Supplied information Block Start

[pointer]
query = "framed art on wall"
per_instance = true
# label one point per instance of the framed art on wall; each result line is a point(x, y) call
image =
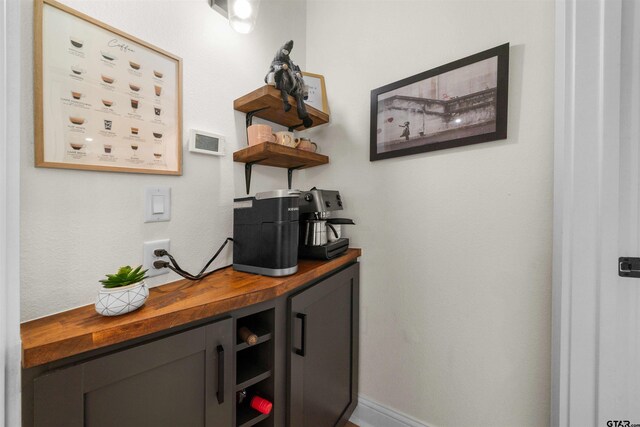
point(104, 100)
point(460, 103)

Supplied information Block End

[What is required]
When you write out the data, keep every line exact and drop the pictures.

[Problem solution]
[pointer]
query = "framed art on wall"
per_instance = true
# label one point per instance of the framed art on wall; each result line is a point(x, y) call
image =
point(104, 100)
point(460, 103)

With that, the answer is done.